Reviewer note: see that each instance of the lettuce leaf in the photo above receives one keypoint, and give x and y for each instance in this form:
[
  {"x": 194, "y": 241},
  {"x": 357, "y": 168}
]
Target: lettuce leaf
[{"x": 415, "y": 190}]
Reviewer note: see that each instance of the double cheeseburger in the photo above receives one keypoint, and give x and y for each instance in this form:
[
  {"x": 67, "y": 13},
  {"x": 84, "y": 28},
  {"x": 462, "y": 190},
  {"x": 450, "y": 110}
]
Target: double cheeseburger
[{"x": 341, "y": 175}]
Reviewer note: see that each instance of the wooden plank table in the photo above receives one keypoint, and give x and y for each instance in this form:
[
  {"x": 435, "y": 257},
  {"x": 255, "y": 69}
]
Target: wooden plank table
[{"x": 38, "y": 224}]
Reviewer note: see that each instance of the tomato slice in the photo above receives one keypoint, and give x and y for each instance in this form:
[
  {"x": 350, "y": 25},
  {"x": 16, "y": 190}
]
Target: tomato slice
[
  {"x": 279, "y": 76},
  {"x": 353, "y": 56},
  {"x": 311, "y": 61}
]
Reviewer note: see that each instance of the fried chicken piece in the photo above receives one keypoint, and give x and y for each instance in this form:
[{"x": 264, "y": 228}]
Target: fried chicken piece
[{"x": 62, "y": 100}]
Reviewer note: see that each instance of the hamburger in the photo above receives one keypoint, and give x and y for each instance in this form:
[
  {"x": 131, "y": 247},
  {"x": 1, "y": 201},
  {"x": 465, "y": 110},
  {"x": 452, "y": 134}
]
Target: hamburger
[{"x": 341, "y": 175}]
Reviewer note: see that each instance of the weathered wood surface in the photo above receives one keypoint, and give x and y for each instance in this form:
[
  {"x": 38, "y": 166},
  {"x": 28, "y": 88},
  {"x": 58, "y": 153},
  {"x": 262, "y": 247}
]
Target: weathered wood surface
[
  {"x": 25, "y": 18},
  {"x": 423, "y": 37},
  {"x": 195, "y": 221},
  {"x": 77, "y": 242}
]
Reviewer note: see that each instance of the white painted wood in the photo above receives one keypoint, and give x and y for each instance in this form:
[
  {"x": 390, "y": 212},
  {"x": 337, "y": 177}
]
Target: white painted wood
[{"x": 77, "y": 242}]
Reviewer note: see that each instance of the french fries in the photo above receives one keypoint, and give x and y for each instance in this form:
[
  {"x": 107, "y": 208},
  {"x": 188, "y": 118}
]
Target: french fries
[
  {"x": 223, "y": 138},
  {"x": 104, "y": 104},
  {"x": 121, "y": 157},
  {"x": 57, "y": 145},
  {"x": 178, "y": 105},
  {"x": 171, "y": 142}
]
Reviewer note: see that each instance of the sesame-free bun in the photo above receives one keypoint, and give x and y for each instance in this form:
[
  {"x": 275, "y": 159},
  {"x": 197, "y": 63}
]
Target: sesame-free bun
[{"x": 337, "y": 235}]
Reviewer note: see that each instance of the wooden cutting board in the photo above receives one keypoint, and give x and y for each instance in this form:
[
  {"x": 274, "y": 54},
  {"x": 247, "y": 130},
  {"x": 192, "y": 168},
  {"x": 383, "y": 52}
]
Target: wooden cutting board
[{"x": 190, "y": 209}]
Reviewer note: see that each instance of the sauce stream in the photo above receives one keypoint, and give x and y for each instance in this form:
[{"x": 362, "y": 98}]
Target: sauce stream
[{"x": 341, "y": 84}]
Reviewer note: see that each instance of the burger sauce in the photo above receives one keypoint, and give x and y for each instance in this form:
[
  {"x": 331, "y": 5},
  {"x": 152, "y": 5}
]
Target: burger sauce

__Problem statement__: Swap "burger sauce" for "special sauce" in the material from the line containing "Reviewer note: see that each instance of the sauce" through the end, and give those lines back with nothing else changed.

__Solution below__:
Reviewer note: see that each instance of the sauce stream in the photo above receives one keypoint, and give x and y for each instance in this form:
[{"x": 362, "y": 98}]
Target: sauce stream
[{"x": 341, "y": 84}]
Reviewer note: see that each instance of the special sauce in the photo above receives one keypoint, and give x and y for each instance in this form:
[
  {"x": 331, "y": 5},
  {"x": 152, "y": 5}
]
Target: special sauce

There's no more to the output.